▶ **What to do**: Find "basilica in the photo below." and "column in the photo above." in the records below. Copy the lines holding them and every line between, exactly, and no others.

Natural language region descriptions:
Segment Open
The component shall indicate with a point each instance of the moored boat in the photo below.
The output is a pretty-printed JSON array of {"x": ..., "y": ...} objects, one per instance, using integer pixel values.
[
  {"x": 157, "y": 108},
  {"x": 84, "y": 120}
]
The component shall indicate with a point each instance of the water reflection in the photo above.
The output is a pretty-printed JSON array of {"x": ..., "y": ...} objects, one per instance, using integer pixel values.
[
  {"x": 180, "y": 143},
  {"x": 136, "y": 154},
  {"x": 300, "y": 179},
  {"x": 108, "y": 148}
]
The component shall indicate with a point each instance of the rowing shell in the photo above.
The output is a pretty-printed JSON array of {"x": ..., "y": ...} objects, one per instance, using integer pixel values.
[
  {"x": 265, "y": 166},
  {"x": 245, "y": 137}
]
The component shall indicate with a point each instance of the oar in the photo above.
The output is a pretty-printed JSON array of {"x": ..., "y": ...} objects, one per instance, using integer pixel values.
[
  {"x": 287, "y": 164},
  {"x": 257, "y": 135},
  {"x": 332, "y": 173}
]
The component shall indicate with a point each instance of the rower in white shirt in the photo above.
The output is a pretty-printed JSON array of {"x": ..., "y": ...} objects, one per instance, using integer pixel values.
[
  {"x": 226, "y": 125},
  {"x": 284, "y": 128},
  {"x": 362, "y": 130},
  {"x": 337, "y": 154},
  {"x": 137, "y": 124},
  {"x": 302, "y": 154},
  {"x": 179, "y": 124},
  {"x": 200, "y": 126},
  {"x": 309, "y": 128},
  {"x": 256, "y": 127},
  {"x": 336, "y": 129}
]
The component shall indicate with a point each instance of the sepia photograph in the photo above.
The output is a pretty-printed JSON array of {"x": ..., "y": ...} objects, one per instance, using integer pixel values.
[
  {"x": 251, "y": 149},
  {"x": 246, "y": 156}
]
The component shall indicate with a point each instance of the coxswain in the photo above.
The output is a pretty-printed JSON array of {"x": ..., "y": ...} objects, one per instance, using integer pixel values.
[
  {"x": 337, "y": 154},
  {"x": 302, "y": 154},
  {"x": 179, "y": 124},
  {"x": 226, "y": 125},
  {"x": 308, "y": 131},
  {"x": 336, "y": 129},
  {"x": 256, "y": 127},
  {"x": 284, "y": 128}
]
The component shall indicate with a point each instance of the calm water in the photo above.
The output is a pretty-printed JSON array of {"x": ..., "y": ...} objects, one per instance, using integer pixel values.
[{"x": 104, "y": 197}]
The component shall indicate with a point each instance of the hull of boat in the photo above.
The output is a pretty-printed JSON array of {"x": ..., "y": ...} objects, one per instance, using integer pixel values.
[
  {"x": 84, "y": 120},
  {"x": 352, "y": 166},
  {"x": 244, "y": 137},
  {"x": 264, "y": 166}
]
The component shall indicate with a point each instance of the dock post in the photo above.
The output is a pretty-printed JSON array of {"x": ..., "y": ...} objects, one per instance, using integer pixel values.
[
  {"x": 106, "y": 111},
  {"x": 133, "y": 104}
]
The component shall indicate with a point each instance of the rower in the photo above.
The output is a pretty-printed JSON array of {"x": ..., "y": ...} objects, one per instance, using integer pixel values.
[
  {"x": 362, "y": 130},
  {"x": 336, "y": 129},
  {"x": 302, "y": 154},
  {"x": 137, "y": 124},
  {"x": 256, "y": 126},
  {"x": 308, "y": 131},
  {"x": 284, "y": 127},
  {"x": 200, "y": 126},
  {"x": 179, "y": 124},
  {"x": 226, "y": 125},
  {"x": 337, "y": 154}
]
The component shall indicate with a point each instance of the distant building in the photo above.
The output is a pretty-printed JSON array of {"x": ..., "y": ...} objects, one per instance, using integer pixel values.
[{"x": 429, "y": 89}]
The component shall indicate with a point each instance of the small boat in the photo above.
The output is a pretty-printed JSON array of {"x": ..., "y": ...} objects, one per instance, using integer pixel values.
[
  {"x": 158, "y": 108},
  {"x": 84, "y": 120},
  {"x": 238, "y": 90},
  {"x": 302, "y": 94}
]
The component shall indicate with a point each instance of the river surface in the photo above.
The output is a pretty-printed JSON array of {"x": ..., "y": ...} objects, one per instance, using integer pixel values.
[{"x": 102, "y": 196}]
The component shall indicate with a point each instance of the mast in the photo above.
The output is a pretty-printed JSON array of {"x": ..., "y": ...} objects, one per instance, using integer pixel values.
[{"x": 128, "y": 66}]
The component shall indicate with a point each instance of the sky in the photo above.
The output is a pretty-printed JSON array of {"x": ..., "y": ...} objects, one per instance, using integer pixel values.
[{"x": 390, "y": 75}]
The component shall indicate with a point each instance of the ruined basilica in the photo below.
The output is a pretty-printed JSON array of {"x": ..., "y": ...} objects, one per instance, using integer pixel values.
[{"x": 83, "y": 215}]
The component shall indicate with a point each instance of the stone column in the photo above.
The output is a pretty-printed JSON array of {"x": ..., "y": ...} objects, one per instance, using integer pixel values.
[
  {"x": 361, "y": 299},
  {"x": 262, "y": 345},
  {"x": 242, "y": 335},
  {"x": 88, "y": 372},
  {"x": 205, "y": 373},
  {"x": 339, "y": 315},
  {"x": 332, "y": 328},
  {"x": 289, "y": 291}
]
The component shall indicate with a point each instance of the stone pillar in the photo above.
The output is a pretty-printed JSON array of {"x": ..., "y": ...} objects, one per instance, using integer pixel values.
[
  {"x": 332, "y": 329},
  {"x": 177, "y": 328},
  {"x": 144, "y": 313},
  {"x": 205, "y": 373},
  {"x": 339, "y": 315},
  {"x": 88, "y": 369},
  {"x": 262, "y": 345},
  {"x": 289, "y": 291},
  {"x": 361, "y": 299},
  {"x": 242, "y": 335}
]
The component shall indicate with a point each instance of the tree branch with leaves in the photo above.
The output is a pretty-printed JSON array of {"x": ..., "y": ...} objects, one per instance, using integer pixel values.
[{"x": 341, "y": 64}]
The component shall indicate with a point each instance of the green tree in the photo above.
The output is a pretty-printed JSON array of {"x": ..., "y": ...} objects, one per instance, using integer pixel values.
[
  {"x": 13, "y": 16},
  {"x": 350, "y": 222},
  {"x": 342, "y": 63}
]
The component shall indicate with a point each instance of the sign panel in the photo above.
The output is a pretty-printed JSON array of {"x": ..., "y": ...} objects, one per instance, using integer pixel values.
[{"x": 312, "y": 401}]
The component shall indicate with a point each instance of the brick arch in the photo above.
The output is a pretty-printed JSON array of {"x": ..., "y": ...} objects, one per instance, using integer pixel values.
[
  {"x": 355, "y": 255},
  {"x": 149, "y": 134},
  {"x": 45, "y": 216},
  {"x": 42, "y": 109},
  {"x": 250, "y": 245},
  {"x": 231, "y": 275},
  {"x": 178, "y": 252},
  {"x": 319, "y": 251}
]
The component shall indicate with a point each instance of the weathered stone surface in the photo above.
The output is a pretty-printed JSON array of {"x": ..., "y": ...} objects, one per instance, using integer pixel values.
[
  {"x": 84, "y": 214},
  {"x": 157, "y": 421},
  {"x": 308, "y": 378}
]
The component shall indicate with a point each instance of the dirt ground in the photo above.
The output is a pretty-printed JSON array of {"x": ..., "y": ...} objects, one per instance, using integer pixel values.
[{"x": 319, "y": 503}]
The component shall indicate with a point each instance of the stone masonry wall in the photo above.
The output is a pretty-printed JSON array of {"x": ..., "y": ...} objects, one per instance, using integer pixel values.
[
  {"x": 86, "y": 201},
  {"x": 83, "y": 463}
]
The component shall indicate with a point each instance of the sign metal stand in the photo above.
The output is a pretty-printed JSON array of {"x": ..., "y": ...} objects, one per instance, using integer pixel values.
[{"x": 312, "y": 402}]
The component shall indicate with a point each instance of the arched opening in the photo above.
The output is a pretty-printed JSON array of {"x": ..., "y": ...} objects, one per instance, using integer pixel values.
Segment Closed
▶ **Your solution**:
The component shall indicate with a point each instance of the ruined basilica in the photo below.
The output is a pretty-printed JSON array of {"x": ..., "y": ...} objects, one per instance, using integer pixel values.
[{"x": 83, "y": 215}]
The component shall indicate with a point each instance of the stone column in the photo above.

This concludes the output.